+++ Bahan Soal

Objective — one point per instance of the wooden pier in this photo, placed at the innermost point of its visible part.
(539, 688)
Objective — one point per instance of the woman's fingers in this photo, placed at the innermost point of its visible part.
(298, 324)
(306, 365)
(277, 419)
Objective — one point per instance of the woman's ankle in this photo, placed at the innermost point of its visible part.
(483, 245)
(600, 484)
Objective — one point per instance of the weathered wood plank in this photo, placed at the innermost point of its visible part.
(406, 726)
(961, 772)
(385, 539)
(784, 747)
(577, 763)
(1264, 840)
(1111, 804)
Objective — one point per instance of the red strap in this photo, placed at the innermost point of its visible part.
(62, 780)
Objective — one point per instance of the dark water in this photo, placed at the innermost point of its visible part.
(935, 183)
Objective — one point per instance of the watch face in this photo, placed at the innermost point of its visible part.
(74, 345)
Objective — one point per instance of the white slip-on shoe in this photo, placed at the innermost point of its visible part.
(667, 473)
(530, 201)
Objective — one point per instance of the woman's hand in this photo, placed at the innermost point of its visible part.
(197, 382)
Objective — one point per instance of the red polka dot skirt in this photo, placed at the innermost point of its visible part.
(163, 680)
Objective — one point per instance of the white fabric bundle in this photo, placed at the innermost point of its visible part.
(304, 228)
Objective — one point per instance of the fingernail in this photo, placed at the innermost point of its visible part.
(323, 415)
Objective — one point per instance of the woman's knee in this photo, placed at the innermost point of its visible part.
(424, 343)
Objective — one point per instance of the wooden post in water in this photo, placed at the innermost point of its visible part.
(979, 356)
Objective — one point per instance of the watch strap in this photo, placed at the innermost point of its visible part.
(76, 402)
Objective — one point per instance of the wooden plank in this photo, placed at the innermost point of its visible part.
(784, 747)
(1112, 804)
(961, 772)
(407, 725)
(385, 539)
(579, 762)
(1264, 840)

++++++

Soal Latihan:
Tulis ulang seluruh materi di atas sebagai daftar JSON berisi string, satu string untuk setiap baris, tanpa menyertakan baris kosong.

Jawaban Soal:
[
  "Objective — one point per instance of the wooden pier in this photo, placed at the innermost point of its visible part.",
  "(539, 688)",
  "Objective — one point per instance of the woman's fingers in this photo, placed at the innermost point of its visible part.",
  "(298, 324)",
  "(306, 365)",
  "(277, 419)",
  "Objective — one point per instance of the woman's ankle in this photo, placed at the innermost point of its visible part.",
  "(483, 245)",
  "(600, 484)",
  "Objective — one point per instance of the weathered wood plank in this photo, placed at the innermost point of its visible part.",
  "(406, 726)",
  "(961, 772)",
  "(385, 539)",
  "(784, 747)",
  "(577, 763)",
  "(1264, 840)",
  "(1111, 804)",
  "Objective — one point per instance of the red strap in this photo, placed at the innermost point of its visible part.",
  "(62, 780)",
  "Objective — one point per instance of the dark water in this photo, placed at the innermost point of its visible part.",
  "(935, 183)",
  "Objective — one point per instance of the watch face in this photo, placed at the innermost point of its visible part.",
  "(74, 345)",
  "Objective — one point per instance of the white slip-on shoe in this photo, placed at the innermost point of its visible part.",
  "(667, 473)",
  "(530, 201)",
  "Objective — one point per instance of the woman's hand in this photo, placed at the innermost point of its visible part.",
  "(197, 382)",
  "Objective — one point per instance of the red polka dot skirt in this photo, placed at the innermost point of its visible part.",
  "(163, 680)",
  "Objective — one point per instance of the white fabric bundle in this photo, placed at the innermost point of its visible part.",
  "(304, 228)",
  "Objective — one point per instance of the fingernail in this photo, placed at the innermost point of its visible part.",
  "(323, 415)",
  "Objective — one point per instance of the woman's knee in this photo, placed at the innermost point of its visible part.",
  "(424, 343)",
  "Objective — one point per instance of the wooden post in water in this photo, placed at the innermost point of its visible part.",
  "(979, 356)",
  "Objective — one point per instance of the watch strap in this photo, placed at the innermost point of its visible part.",
  "(76, 402)",
  "Objective — one point per instance of the wooden plank in this photo, placed at the innermost point of its visible part.",
  "(784, 747)",
  "(1112, 804)",
  "(961, 772)",
  "(407, 725)",
  "(385, 539)",
  "(579, 762)",
  "(1264, 840)"
]